**Data supplied**
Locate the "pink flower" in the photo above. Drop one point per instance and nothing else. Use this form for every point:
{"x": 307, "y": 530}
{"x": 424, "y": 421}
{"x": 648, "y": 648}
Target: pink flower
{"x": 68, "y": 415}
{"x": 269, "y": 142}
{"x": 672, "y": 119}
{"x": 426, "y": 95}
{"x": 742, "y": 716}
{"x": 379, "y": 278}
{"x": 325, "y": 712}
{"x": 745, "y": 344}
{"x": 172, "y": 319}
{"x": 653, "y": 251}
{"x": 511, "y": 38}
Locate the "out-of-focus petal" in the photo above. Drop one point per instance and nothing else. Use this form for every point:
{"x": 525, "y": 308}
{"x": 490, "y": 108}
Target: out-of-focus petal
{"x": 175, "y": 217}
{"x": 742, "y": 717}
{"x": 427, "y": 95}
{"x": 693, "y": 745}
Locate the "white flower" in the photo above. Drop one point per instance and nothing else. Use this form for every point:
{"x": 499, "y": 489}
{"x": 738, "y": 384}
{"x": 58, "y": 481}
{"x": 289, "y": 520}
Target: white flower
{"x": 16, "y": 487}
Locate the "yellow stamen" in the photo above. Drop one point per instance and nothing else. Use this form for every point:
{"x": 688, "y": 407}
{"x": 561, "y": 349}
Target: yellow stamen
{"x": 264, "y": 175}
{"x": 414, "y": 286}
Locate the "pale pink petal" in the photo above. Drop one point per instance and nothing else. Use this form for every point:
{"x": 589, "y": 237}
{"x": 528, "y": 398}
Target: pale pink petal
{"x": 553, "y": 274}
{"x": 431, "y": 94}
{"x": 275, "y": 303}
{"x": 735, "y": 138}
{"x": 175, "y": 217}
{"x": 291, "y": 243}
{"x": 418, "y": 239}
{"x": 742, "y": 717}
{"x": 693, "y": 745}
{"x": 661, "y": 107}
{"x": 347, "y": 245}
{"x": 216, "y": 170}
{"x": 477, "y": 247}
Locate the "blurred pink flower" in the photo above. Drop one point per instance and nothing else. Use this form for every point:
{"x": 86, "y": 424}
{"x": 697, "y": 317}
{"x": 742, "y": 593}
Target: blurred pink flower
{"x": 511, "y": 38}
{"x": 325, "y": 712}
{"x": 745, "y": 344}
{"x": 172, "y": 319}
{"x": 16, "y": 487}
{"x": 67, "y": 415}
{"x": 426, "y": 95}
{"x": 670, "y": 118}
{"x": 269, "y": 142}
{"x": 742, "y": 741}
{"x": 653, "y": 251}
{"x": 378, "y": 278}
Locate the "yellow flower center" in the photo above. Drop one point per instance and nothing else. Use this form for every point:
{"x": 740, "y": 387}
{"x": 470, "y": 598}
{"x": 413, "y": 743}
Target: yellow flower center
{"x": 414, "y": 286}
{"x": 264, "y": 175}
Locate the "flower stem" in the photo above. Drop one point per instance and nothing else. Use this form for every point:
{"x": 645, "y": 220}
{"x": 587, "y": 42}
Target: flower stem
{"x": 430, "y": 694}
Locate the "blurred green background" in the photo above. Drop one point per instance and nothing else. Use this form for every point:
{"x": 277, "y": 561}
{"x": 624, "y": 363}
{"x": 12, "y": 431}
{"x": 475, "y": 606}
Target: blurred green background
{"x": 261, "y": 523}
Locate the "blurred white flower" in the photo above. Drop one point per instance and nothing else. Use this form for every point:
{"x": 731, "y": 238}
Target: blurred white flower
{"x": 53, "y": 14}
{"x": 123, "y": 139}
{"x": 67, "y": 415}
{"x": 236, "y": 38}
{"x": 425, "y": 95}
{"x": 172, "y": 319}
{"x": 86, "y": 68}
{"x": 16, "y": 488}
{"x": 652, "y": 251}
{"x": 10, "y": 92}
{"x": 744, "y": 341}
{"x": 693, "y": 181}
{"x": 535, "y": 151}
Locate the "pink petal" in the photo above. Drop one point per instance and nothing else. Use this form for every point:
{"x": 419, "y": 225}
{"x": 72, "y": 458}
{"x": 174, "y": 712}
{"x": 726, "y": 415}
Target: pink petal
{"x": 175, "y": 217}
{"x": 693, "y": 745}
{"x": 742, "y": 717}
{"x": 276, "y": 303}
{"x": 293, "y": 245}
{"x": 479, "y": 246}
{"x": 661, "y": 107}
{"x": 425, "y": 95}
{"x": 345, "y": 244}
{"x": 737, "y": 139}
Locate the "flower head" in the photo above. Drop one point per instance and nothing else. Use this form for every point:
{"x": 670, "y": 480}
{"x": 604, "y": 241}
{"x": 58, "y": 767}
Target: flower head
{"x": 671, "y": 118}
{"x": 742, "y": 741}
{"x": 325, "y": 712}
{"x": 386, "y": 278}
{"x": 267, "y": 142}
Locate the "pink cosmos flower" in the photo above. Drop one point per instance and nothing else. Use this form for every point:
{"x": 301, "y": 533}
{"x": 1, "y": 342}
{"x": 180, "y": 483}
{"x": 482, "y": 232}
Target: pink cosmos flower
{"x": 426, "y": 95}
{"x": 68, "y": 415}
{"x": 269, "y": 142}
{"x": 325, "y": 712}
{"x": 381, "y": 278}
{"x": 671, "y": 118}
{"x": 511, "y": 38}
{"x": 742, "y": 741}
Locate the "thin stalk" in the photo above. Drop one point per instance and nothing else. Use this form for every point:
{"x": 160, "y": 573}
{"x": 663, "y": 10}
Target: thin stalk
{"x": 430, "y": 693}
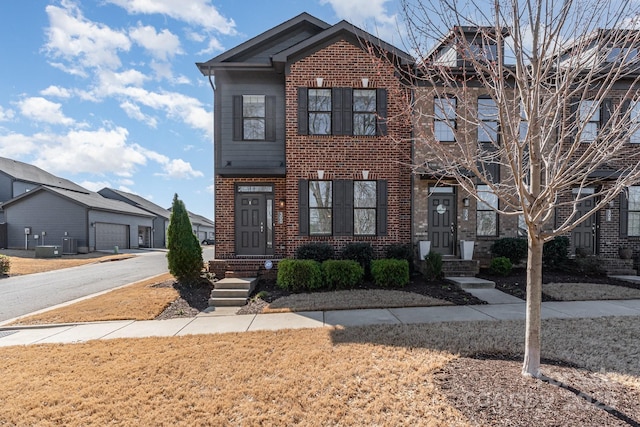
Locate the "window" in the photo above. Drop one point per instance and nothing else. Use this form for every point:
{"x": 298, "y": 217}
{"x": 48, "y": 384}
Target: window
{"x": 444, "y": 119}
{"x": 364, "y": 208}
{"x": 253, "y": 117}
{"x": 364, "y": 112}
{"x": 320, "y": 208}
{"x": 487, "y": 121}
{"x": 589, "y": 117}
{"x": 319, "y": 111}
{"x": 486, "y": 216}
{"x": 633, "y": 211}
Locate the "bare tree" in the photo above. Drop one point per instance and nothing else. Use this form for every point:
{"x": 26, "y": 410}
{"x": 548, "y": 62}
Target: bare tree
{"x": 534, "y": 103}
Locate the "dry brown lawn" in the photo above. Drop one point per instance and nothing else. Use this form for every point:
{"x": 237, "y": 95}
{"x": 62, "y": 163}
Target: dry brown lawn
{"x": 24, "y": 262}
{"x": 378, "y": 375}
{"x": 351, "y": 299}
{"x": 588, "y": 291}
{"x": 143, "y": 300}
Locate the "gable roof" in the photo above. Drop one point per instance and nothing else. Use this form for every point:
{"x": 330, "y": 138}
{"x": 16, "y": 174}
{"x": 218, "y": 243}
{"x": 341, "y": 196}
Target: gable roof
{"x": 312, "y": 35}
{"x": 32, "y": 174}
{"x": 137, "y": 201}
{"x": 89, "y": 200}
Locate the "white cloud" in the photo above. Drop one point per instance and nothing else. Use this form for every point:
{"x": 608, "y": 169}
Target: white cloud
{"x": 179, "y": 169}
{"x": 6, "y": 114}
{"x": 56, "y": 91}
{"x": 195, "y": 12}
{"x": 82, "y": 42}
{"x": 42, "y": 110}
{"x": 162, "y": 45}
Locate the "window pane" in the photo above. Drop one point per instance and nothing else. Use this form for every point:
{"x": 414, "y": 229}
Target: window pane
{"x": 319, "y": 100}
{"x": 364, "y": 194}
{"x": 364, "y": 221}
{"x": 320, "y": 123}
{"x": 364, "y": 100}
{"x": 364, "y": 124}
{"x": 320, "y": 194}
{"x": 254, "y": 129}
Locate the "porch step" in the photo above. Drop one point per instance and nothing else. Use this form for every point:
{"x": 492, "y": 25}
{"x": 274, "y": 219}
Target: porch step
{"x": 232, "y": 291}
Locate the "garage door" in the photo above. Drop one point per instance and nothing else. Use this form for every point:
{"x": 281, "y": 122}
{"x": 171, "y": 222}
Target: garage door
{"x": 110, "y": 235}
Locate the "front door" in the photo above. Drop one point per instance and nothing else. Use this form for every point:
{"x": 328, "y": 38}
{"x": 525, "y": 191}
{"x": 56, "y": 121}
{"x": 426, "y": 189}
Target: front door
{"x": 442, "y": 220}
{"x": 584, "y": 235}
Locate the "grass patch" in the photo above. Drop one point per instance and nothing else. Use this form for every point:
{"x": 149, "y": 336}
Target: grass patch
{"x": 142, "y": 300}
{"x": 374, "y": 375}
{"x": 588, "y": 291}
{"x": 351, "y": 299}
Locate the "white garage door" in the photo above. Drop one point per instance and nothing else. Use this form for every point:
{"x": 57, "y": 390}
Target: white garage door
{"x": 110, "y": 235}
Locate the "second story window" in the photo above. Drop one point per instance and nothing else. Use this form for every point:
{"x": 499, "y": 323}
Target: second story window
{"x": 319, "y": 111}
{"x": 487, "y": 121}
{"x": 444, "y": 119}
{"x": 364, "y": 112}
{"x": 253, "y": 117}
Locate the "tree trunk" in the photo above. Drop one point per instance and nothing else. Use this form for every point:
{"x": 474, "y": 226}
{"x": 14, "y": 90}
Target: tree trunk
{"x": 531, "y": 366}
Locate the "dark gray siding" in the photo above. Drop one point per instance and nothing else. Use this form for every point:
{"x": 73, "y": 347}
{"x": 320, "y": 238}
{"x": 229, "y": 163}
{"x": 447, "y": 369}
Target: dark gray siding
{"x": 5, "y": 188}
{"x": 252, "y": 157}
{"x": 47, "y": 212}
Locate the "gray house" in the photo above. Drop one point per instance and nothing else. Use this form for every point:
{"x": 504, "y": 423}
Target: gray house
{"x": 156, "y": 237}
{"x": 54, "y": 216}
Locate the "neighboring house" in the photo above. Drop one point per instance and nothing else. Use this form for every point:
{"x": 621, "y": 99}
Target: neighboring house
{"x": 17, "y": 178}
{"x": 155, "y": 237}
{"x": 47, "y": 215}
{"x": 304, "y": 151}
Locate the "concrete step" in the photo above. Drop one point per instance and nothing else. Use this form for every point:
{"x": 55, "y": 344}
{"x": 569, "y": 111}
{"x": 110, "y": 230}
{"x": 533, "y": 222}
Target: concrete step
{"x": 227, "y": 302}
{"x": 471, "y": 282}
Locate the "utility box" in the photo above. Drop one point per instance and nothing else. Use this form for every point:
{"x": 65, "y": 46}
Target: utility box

**Exercise task**
Report each line of the data above that contains the string "yellow". Case matters.

**Solution for this task**
Locate the "yellow stamen" in the photo above. Drop one point per instance and nothing else. Use this form for every point:
Target: yellow stamen
Locate the "yellow flower center" in the photo above. Drop one point per instance and nothing else. Use this form for every point:
Target: yellow flower center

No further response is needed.